### [Data entries]

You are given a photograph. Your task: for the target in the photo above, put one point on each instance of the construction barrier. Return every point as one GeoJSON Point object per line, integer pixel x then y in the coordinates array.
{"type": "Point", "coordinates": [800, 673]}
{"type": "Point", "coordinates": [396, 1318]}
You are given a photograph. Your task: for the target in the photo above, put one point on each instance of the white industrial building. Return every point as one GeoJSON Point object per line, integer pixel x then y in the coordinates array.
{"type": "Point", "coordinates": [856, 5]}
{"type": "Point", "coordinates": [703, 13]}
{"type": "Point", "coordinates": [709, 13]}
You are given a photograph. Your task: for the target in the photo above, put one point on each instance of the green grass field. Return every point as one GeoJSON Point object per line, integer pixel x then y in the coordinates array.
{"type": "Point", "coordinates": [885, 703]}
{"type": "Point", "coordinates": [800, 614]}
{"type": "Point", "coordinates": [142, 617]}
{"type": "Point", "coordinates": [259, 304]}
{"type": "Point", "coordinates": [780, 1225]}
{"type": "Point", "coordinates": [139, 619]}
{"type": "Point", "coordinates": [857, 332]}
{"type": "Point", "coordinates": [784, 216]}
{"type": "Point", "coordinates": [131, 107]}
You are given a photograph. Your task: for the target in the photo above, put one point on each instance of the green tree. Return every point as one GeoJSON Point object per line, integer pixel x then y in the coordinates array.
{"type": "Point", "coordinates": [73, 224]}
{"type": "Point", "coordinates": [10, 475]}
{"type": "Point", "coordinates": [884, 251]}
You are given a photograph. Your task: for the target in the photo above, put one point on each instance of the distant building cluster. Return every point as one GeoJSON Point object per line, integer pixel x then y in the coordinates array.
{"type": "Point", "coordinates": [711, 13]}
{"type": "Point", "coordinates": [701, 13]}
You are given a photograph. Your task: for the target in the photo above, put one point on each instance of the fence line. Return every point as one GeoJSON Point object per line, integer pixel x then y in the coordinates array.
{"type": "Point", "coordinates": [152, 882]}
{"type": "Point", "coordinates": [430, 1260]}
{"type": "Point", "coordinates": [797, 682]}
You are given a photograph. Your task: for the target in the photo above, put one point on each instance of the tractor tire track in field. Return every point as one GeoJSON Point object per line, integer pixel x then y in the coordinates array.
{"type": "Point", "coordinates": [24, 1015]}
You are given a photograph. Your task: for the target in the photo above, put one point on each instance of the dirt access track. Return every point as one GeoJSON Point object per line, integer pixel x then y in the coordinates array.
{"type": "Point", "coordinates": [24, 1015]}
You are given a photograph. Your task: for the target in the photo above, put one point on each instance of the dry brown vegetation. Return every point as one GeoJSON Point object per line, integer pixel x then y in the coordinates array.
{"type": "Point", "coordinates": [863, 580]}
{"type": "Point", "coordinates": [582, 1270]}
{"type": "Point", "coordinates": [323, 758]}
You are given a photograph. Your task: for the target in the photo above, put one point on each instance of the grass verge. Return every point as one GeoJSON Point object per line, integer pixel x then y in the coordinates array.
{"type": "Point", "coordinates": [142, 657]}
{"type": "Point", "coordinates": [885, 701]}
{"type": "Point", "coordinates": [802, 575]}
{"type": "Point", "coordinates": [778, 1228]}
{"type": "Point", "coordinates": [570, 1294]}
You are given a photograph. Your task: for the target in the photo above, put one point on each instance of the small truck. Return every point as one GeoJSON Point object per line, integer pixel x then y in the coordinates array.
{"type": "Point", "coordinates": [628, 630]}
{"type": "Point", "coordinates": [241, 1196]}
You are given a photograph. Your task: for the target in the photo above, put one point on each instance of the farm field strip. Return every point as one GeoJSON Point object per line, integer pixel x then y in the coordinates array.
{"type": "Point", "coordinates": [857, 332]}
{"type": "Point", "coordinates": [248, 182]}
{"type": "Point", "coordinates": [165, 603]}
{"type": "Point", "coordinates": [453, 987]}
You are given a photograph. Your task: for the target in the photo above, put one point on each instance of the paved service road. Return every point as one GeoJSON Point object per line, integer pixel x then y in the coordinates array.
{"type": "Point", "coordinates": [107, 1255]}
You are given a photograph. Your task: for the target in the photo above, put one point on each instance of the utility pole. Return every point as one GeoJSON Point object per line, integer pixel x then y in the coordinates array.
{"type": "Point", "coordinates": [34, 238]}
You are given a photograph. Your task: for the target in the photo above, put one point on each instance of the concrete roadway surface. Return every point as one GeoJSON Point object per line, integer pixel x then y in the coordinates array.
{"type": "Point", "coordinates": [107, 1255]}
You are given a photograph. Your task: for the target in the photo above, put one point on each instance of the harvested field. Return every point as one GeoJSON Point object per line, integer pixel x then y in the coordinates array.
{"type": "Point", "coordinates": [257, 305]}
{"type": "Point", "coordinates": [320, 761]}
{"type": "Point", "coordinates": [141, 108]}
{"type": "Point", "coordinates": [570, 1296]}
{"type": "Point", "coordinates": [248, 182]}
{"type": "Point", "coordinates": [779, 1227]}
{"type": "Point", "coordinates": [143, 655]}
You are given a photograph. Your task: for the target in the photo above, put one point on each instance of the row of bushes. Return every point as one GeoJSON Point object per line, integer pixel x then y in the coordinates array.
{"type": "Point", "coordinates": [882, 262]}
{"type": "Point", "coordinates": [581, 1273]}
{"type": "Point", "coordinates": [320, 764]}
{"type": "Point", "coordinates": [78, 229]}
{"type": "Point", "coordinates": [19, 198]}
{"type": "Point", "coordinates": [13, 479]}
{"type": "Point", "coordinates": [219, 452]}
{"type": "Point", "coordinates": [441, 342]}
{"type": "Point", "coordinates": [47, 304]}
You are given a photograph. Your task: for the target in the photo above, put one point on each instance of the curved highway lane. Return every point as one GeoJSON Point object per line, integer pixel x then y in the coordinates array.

### [Exercise objective]
Write out the listing once more, matching it exactly.

### [Output of the exercise]
You are given a photograph. Your task: for the target in the photo above, put one point on each instance of the construction barrier. Return every point as one GeoJSON Point object per line, integer pixel x then y in the coordinates array.
{"type": "Point", "coordinates": [800, 673]}
{"type": "Point", "coordinates": [396, 1318]}
You are given a photograph. Your task: for the target in the photo above, put one point on each instance of the white industrial building. Return every point as one GeoJSON Point object per line, integer pixel x then y in the coordinates array.
{"type": "Point", "coordinates": [856, 5]}
{"type": "Point", "coordinates": [703, 13]}
{"type": "Point", "coordinates": [709, 13]}
You are given a photograph. Your task: for the target in the photo above, put one point on each instance of the green grass field. Return every point as one GeoJSON Point object per line, integer pixel x then y in the coordinates array.
{"type": "Point", "coordinates": [885, 703]}
{"type": "Point", "coordinates": [800, 614]}
{"type": "Point", "coordinates": [142, 617]}
{"type": "Point", "coordinates": [259, 304]}
{"type": "Point", "coordinates": [780, 1225]}
{"type": "Point", "coordinates": [139, 619]}
{"type": "Point", "coordinates": [857, 332]}
{"type": "Point", "coordinates": [784, 216]}
{"type": "Point", "coordinates": [131, 107]}
You are given a photograph. Your task: for the target in the photo above, put one point on each instance of the green tree. Return every point as one GeoJSON Point object per line, integer pixel x then y in the coordinates array.
{"type": "Point", "coordinates": [73, 224]}
{"type": "Point", "coordinates": [10, 475]}
{"type": "Point", "coordinates": [884, 251]}
You are given a photograph. Your task: for the target in the photo above, put one point on each instance of the distant building cluster. Return every point as one GeoJSON Point object per line, integer pixel x then y in the coordinates array.
{"type": "Point", "coordinates": [711, 13]}
{"type": "Point", "coordinates": [701, 13]}
You are given a photograph. Your task: for the target in the photo above, put one point on each instance of the fence line. Return every point as one GeoJSON Point object per line, integer pixel x then y in the coordinates array.
{"type": "Point", "coordinates": [152, 882]}
{"type": "Point", "coordinates": [430, 1260]}
{"type": "Point", "coordinates": [797, 682]}
You are given a photograph. Your task: for the target in the photo above, put one point on each instance of the tractor tire track in field. Return every point as one GeoJSON Point object per line, integer pixel x then y in the coordinates array.
{"type": "Point", "coordinates": [24, 1015]}
You are given a photograph. Your task: for the target in the photo above, put one point on each instance of the dirt access track. Return every point as one GeoJSON Point object per line, integer pixel x then y in the coordinates array.
{"type": "Point", "coordinates": [24, 1015]}
You are given a photograph. Your task: for the target in the photo above, put one point on each instance of the dry brown vegetation. Return every point as one GeoJSON Point object per line, integer pixel x then y in the coordinates array.
{"type": "Point", "coordinates": [863, 580]}
{"type": "Point", "coordinates": [582, 1270]}
{"type": "Point", "coordinates": [323, 758]}
You are given a photograph. Your task: for the target in the photo above, put one point on each instance of the grass verge. Return every point as one GeoJSON Point object per line, integer pixel x then y in the coordinates array.
{"type": "Point", "coordinates": [142, 657]}
{"type": "Point", "coordinates": [885, 701]}
{"type": "Point", "coordinates": [802, 575]}
{"type": "Point", "coordinates": [778, 1228]}
{"type": "Point", "coordinates": [570, 1294]}
You are given a photograph. Your task: for the target in the photo above, put one point on each instance of the small truck. Return every point as one GeoJSON Point object per line, integer pixel x then y in the coordinates array.
{"type": "Point", "coordinates": [628, 630]}
{"type": "Point", "coordinates": [241, 1196]}
You are given a photograph. Your task: for the target in the photo above, put one point on each instance of the farm field strip. Return every point as one GeoJSON Point object per line, integer pixel x then y in the coordinates array.
{"type": "Point", "coordinates": [857, 332]}
{"type": "Point", "coordinates": [248, 182]}
{"type": "Point", "coordinates": [165, 603]}
{"type": "Point", "coordinates": [453, 987]}
You are given a photograph. Your task: for the target in the photo above, put one point on each instance of the paved service road. Return every point as one GeoJSON Point object per line, integer pixel x then y in the coordinates array.
{"type": "Point", "coordinates": [107, 1255]}
You are given a photograph. Your task: for the target in the photo above, put one point on each instance of the utility pole. Return every point as one GeoJSON Point object per line, integer pixel x then y in the coordinates array.
{"type": "Point", "coordinates": [34, 238]}
You are given a photograph. Your task: for the target in the photo above, put one point on each instance of the concrete roadway surface. Return every point as one GeoJSON Point object per line, integer pixel x then y in the coordinates array.
{"type": "Point", "coordinates": [107, 1255]}
You are given a photograph. Your task: for the target in the photo above, put one point on each instance of the harvested field. Return every point as one GeoJSON Point object per line, integer pixel x then y in the coordinates array.
{"type": "Point", "coordinates": [257, 305]}
{"type": "Point", "coordinates": [320, 761]}
{"type": "Point", "coordinates": [141, 108]}
{"type": "Point", "coordinates": [570, 1296]}
{"type": "Point", "coordinates": [248, 182]}
{"type": "Point", "coordinates": [779, 1227]}
{"type": "Point", "coordinates": [143, 655]}
You are given a photograph. Your task: for the target in the photo above, put one point on each instance of the row of bushes. Return every point as one GeoJSON Point object per line, integer pixel x then y in the coordinates array.
{"type": "Point", "coordinates": [882, 262]}
{"type": "Point", "coordinates": [581, 1273]}
{"type": "Point", "coordinates": [320, 764]}
{"type": "Point", "coordinates": [78, 229]}
{"type": "Point", "coordinates": [19, 198]}
{"type": "Point", "coordinates": [13, 479]}
{"type": "Point", "coordinates": [219, 452]}
{"type": "Point", "coordinates": [441, 342]}
{"type": "Point", "coordinates": [47, 304]}
You are given a photograph. Your task: for the target in the photo above, put one point on each instance of the curved highway lane. Return every point as one GeoJSON Point object per line, integer pixel x then y in the coordinates array.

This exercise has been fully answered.